_Your task_
The answer is to be an exact copy of the lines below running from the line with "Target: blurred person in background" down to the line with "Target: cardigan button", both ends included, and nothing more.

_Record set_
--------------------------------------------------

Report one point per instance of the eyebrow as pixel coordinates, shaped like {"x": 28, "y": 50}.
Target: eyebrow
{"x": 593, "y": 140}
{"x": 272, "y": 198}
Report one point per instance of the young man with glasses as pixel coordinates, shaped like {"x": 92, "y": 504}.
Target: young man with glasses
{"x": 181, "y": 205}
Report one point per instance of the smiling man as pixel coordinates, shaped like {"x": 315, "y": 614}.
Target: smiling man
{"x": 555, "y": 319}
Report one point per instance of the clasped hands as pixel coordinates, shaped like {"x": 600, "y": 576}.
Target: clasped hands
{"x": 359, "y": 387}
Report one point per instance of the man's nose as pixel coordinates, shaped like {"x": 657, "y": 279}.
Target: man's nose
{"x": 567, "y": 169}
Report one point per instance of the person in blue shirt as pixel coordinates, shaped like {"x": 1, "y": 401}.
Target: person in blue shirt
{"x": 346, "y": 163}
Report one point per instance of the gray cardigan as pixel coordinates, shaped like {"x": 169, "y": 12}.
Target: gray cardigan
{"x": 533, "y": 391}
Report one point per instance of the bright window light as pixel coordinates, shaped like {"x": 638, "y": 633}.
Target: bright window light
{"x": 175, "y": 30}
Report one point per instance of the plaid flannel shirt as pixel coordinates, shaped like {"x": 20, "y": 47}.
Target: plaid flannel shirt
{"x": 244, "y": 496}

--------------------------------------------------

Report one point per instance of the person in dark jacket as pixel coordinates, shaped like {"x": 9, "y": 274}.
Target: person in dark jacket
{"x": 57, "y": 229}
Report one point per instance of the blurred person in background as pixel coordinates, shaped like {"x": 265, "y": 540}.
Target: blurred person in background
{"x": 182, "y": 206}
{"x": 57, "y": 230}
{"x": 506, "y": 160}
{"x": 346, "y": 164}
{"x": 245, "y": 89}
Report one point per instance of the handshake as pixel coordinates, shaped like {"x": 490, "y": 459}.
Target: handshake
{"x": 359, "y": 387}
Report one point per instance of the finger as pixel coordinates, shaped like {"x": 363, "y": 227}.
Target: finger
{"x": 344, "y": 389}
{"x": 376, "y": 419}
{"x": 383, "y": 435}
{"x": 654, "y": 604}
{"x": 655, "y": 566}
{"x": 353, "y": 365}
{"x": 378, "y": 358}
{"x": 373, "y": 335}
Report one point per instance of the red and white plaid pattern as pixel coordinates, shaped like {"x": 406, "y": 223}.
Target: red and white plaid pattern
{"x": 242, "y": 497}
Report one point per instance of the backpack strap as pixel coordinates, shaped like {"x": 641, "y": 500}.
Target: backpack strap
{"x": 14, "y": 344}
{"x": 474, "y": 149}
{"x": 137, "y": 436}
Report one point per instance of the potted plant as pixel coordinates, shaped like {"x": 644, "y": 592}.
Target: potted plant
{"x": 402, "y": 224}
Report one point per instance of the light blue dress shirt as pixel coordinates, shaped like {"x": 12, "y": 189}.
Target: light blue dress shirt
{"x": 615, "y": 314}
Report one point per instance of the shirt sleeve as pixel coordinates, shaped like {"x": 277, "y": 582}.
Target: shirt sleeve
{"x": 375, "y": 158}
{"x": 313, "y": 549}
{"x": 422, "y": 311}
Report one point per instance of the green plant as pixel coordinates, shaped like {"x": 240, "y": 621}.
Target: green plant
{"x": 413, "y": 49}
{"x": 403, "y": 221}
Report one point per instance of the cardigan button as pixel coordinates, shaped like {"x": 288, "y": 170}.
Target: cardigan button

--------------------------------------------------

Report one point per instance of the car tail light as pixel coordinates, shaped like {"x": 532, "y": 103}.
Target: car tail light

--------------------------------------------------

_Response below_
Target: blurred person in background
{"x": 182, "y": 206}
{"x": 57, "y": 230}
{"x": 506, "y": 160}
{"x": 346, "y": 164}
{"x": 245, "y": 89}
Report one point per instance of the handshake as pixel coordinates, shaped like {"x": 490, "y": 459}.
Target: handshake
{"x": 359, "y": 387}
Report one point per instance of the finger as pixel coordinates, shaped like {"x": 363, "y": 227}.
Target: finger
{"x": 344, "y": 389}
{"x": 376, "y": 419}
{"x": 383, "y": 435}
{"x": 654, "y": 604}
{"x": 655, "y": 566}
{"x": 353, "y": 365}
{"x": 378, "y": 358}
{"x": 373, "y": 335}
Report one point per instance of the red and white plaid pattern as pixel coordinates, shaped like {"x": 406, "y": 223}.
Target: red and white plaid pattern
{"x": 242, "y": 497}
Report one point per instance of the backpack strap as pixel coordinates, shaped like {"x": 641, "y": 500}.
Target: backpack strap
{"x": 14, "y": 344}
{"x": 474, "y": 149}
{"x": 137, "y": 436}
Report one point per instance of the potted plant as pixel coordinates, shaped like {"x": 644, "y": 592}.
Target: potted plant
{"x": 402, "y": 224}
Report one point per instance of the light blue dress shirt as pixel coordinates, shaped like {"x": 12, "y": 189}.
Target: light blue dress shirt
{"x": 615, "y": 314}
Report one point per instance of the shirt sleeve as pixel coordinates, shaped like {"x": 277, "y": 582}.
Target: shirt sleeve
{"x": 375, "y": 158}
{"x": 313, "y": 549}
{"x": 422, "y": 311}
Report one point per instance of the green plant as pixel coordinates, shaped like {"x": 240, "y": 621}.
Target: green plant
{"x": 413, "y": 49}
{"x": 403, "y": 221}
Report one point per instance of the cardigan button as pixel coordinates, shaped like {"x": 288, "y": 170}.
Target: cardigan button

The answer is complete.